>> BEGIN

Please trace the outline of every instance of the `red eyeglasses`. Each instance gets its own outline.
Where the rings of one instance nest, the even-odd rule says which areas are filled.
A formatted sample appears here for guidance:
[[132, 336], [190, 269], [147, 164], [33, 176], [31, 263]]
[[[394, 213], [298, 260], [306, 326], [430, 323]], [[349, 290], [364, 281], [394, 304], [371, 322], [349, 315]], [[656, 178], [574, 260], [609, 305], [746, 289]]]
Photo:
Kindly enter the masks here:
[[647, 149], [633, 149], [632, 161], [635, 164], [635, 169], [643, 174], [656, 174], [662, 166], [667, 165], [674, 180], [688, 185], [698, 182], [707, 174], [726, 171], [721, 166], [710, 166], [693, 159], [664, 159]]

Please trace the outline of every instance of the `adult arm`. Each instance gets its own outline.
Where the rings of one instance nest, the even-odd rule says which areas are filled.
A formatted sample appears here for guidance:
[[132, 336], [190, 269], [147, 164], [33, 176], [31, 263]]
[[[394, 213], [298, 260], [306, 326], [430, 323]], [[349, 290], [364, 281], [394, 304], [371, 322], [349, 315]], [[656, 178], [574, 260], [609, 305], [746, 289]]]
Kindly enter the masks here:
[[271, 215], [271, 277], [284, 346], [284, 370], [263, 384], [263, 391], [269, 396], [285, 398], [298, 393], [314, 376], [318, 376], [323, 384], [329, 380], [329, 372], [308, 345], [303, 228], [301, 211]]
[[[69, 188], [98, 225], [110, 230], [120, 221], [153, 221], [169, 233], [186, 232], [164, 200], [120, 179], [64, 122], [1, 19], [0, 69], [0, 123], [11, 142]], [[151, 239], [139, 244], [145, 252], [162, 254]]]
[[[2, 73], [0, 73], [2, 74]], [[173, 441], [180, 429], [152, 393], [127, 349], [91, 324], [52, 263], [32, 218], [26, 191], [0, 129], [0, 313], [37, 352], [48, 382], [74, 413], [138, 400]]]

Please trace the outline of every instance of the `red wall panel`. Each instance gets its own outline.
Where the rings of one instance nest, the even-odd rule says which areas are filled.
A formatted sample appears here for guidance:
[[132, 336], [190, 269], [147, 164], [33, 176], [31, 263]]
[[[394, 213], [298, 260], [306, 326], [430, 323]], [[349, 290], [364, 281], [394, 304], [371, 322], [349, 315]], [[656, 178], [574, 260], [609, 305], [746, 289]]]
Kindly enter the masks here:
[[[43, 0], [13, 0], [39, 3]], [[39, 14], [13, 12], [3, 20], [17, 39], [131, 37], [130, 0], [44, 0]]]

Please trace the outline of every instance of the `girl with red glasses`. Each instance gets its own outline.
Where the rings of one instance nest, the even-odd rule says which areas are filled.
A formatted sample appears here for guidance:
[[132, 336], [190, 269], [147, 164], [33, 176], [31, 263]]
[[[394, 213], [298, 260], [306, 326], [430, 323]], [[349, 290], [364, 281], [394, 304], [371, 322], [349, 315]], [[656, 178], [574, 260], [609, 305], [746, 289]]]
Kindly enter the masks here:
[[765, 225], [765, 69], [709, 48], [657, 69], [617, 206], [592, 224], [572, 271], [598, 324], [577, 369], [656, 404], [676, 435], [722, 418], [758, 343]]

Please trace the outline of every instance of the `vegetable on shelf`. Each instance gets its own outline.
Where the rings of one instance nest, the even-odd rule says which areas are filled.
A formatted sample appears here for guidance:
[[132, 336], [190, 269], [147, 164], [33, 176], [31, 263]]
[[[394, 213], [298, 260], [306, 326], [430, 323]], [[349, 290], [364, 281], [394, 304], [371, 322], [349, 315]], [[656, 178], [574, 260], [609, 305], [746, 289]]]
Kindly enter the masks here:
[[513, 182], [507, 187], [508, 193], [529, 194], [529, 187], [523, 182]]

>> END

## [Task objective]
Please lay out every line of the records above as a JSON list of strings, one string per line, leaving out blank lines.

## [Final result]
[
  "Please trace the outline of every instance of the `red eyeglasses`. Each instance gets its own outline.",
  "Where the rings of one instance nest, the even-odd rule says which areas are filled.",
  "A formatted sample appears here for guidance:",
  "[[132, 336], [190, 269], [147, 164], [33, 176], [31, 263]]",
  "[[[394, 213], [298, 260], [306, 326], [430, 323]], [[349, 290], [364, 281], [394, 304], [371, 322], [349, 315]], [[656, 178], [574, 260], [609, 305], [746, 289]]]",
  "Photo:",
  "Kindly enter the masks here:",
  "[[647, 149], [633, 149], [632, 161], [635, 164], [635, 169], [643, 174], [656, 174], [662, 166], [667, 165], [674, 180], [688, 185], [698, 182], [707, 174], [726, 171], [721, 166], [710, 166], [693, 159], [664, 159]]",
  "Please trace the outline of every instance of the `adult arm`. Each instance gets its own outline.",
  "Where the rings of one instance nest, the even-odd rule says which areas are filled.",
  "A formatted sample appears here for guidance:",
  "[[132, 336], [190, 269], [147, 164], [33, 176], [31, 263]]",
  "[[[394, 213], [298, 260], [306, 326], [430, 323]], [[349, 290], [364, 281], [394, 304], [371, 322], [349, 315]], [[656, 178], [574, 260], [609, 305], [746, 289]]]",
  "Kindly enter the masks here:",
  "[[271, 215], [271, 277], [284, 346], [284, 370], [263, 384], [263, 391], [269, 396], [285, 398], [298, 393], [314, 376], [318, 376], [323, 384], [329, 380], [329, 372], [308, 345], [303, 228], [301, 211]]",
  "[[[69, 188], [98, 225], [110, 230], [120, 221], [153, 221], [169, 233], [186, 232], [164, 200], [120, 179], [64, 122], [1, 19], [0, 69], [0, 123], [11, 142]], [[151, 239], [139, 244], [145, 252], [162, 254]]]",
  "[[[2, 73], [0, 73], [2, 74]], [[173, 441], [180, 429], [152, 393], [127, 349], [91, 324], [52, 263], [32, 218], [26, 191], [0, 129], [0, 313], [37, 352], [48, 382], [74, 413], [138, 400]]]",
  "Please trace the outline of every instance of the `red wall panel`. Each instance gets its own outline.",
  "Where the rings of one instance nest, the even-odd rule says which areas are filled.",
  "A formatted sample appears here for guidance:",
  "[[132, 336], [190, 269], [147, 164], [33, 176], [31, 263]]",
  "[[[394, 213], [298, 260], [306, 326], [430, 323]], [[349, 290], [364, 281], [394, 304], [371, 322], [349, 315]], [[656, 178], [574, 260], [609, 305], [746, 289]]]",
  "Kindly enter the masks here:",
  "[[[43, 0], [13, 0], [39, 3]], [[39, 14], [13, 12], [3, 20], [17, 39], [131, 37], [130, 0], [44, 0]]]",
  "Please trace the outline of every instance of the `girl with red glasses`. Each instance gets its own outline.",
  "Where the rings of one instance nest, the even-odd rule says which areas are filled.",
  "A formatted sample appears here for guidance:",
  "[[132, 336], [190, 269], [147, 164], [33, 176], [31, 263]]",
  "[[[394, 213], [298, 260], [306, 326], [430, 323]], [[349, 290], [364, 281], [394, 304], [371, 322], [349, 315]], [[656, 178], [574, 260], [609, 305], [746, 289]]]",
  "Kindly enter the masks here:",
  "[[765, 225], [765, 69], [709, 48], [657, 69], [617, 206], [592, 224], [572, 271], [598, 324], [577, 369], [656, 404], [676, 435], [722, 418], [758, 343]]",
  "Please trace the outline of every instance of the `vegetable on shelf`. Each instance gets its own outline.",
  "Where the rings of one instance nest, the even-odd rule says which areas are filled.",
  "A formatted sample appears here for guidance:",
  "[[132, 336], [190, 269], [147, 164], [33, 176], [31, 263]]",
  "[[[394, 213], [298, 260], [306, 326], [430, 323]], [[349, 290], [364, 281], [394, 304], [371, 322], [349, 315]], [[656, 178], [574, 260], [609, 305], [746, 289]]]",
  "Kindly enter the masks here:",
  "[[513, 182], [507, 187], [508, 193], [529, 194], [529, 187], [523, 182]]"
]